WHAT YOU ARE ASKED TO DO: Each entry below should be output exactly, apart from its images.

Segment Start: DATA LISTING

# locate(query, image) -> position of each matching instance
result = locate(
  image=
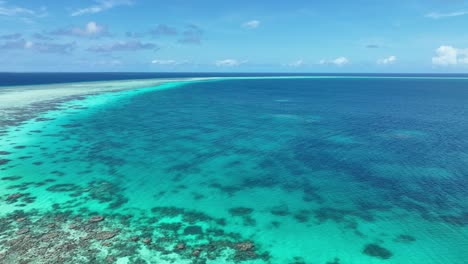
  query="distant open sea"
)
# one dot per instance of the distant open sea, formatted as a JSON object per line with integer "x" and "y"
{"x": 324, "y": 169}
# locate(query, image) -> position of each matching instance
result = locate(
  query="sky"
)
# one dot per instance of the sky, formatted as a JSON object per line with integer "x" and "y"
{"x": 400, "y": 36}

Segment End: DATA LISTING

REPLY TO THE EXERCISE:
# locate(query, image) -> position of each matching instance
result = locate(
  image=
  query="distant open sea"
)
# one dot per instance of the distant open sea, formatted as a JSON object per line with integer "x" and "y"
{"x": 324, "y": 169}
# locate(query, image) -> position of each matching instance
result = locate(
  query="sky"
)
# one dot per instance of the sky, formatted as a JSON object per line with integer "x" and "y"
{"x": 400, "y": 36}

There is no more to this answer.